_TASK OBJECTIVE_. Extract the complete listing and output it unchanged.

[Dataset excerpt]
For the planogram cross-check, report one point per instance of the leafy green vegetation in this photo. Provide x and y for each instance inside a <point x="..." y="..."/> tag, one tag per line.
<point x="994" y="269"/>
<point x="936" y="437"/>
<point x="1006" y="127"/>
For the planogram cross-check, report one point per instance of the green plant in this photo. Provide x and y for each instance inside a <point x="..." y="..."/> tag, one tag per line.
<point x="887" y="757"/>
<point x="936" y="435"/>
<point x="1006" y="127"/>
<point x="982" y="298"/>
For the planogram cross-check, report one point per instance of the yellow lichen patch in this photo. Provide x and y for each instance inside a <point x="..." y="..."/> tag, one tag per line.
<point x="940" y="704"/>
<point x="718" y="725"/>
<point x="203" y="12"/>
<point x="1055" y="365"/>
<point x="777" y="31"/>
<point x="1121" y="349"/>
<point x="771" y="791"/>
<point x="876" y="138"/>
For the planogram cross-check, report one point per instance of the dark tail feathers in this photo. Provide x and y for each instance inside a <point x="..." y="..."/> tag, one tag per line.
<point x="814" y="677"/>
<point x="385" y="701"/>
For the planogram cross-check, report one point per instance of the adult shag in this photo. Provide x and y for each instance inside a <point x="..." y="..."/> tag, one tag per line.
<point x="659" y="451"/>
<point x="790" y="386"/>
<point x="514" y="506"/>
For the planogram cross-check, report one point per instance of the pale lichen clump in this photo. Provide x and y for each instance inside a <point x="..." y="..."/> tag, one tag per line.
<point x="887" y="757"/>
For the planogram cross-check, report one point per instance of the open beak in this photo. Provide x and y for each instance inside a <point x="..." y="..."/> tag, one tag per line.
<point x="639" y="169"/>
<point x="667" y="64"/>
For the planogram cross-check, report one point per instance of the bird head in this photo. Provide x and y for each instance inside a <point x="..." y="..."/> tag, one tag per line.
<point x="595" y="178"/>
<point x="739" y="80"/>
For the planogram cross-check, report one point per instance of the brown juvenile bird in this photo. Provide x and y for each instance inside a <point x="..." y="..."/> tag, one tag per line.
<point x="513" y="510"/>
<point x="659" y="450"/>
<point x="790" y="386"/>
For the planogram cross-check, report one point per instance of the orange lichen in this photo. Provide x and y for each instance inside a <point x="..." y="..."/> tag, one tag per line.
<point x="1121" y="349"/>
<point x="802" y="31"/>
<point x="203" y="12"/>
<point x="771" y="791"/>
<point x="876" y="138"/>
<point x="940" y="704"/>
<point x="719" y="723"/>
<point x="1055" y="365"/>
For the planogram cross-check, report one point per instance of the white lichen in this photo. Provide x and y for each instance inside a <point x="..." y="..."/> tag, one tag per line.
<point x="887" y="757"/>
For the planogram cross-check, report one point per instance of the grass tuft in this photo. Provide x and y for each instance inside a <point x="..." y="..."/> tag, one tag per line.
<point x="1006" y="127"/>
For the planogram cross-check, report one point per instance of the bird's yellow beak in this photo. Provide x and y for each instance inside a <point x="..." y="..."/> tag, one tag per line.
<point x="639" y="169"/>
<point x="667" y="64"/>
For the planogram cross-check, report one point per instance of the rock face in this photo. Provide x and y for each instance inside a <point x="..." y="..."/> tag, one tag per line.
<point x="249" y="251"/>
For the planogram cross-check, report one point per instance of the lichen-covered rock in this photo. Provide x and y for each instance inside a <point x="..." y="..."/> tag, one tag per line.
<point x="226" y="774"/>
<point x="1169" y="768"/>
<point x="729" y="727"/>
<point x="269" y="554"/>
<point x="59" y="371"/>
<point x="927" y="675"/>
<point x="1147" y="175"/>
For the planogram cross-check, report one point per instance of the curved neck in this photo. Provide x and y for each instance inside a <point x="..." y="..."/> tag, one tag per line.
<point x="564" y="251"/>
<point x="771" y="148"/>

_FINISHED ANSWER_.
For the planogram cross-check, report one point per instance of the leafy green vegetation in this photo. Provide x and y for each instance inside a <point x="..." y="..."/> tag, one tag per line.
<point x="994" y="269"/>
<point x="936" y="437"/>
<point x="1006" y="127"/>
For the planogram cross-check, report one point per instance of the green plant in this photo. Provide x and y for each instance inside a <point x="..." y="..."/> tag, one tag per line.
<point x="887" y="757"/>
<point x="936" y="435"/>
<point x="1006" y="127"/>
<point x="982" y="298"/>
For the planogram cross-check, report one point per instance of the yellow lichen patch in this photo. Provide x and y for each instance inside a <point x="..." y="..."/> tag, one tag per line.
<point x="940" y="704"/>
<point x="718" y="725"/>
<point x="203" y="12"/>
<point x="1055" y="365"/>
<point x="777" y="31"/>
<point x="1121" y="349"/>
<point x="771" y="791"/>
<point x="876" y="138"/>
For the planogram cross-check, report one point per instance of the dark tail feathers in this photo. Provide x and y for each instance inside a <point x="..." y="..."/> tag, one tag per line.
<point x="814" y="677"/>
<point x="385" y="701"/>
For the planogram cross-check, report one point per instance of the adult shag in this photo. Provide x and y for each instance inside a <point x="..." y="..."/> tag, one tag per line.
<point x="659" y="451"/>
<point x="790" y="386"/>
<point x="514" y="506"/>
For the planogram cross-check, report one point per instance of the pale lichen clump in this photo. Provide x and y for each instance inside a <point x="..." y="..."/> tag, one tag per line.
<point x="887" y="757"/>
For the planogram cross-check, report one point per instance of the open beak in this photo. Provide x and y for each instance inside a <point x="..." y="..."/> tag, one tag per line.
<point x="639" y="169"/>
<point x="667" y="64"/>
For the planogram cross-check, report one point per instance of the bird head in this photo. Provide x and y for each instance inside a <point x="..." y="..."/> tag, one tag per line.
<point x="595" y="178"/>
<point x="739" y="80"/>
For the planogram cross-check, report one point per instance of the brown juvenile bird in this photo. Provide x and y for each instance inside a <point x="..." y="..."/> tag, one tag per line.
<point x="513" y="510"/>
<point x="659" y="450"/>
<point x="790" y="386"/>
For the planogram cross-check, report one point per instance of the orange lichen in this photo. Provide x and y for each instance inside a <point x="..." y="..."/> tag, one tag per line.
<point x="1121" y="349"/>
<point x="802" y="31"/>
<point x="203" y="12"/>
<point x="771" y="791"/>
<point x="876" y="138"/>
<point x="940" y="704"/>
<point x="719" y="723"/>
<point x="1055" y="365"/>
For the planogram cross-check, report one point per instance of the white lichen in this photo. Provide x and y for each instance inside a <point x="..." y="..."/> tag, one tag per line.
<point x="887" y="757"/>
For the planogram cross-check, report one point per instance of the grass tuft in this photo. Provide x and y for each instance inside a <point x="..." y="..."/> tag, one tag per line.
<point x="1006" y="127"/>
For the planogram cross-check, report one point per instance of the bird's yellow beak in this photo. Provide x and y for each instance inside a <point x="..." y="..."/> tag, one tag per line.
<point x="639" y="169"/>
<point x="667" y="64"/>
For the planogram cross-check, report one point per instance of the rock face in this photo. Provide x and y for each instance inside a <point x="..." y="..."/> tag, one tag per line.
<point x="249" y="251"/>
For the planogram cross-check, report one point per instance of the lichen-covered rock in this photo. Provide x and y for each instance inside a <point x="..." y="..."/> tag, one tag per line.
<point x="226" y="774"/>
<point x="1169" y="768"/>
<point x="729" y="727"/>
<point x="269" y="554"/>
<point x="59" y="371"/>
<point x="927" y="675"/>
<point x="1147" y="175"/>
For the planogram cross-check, report one point per instance of the curved neck in this photo. Provide x and y for each instance inside a <point x="..." y="..."/> tag, one tag per line.
<point x="564" y="251"/>
<point x="771" y="148"/>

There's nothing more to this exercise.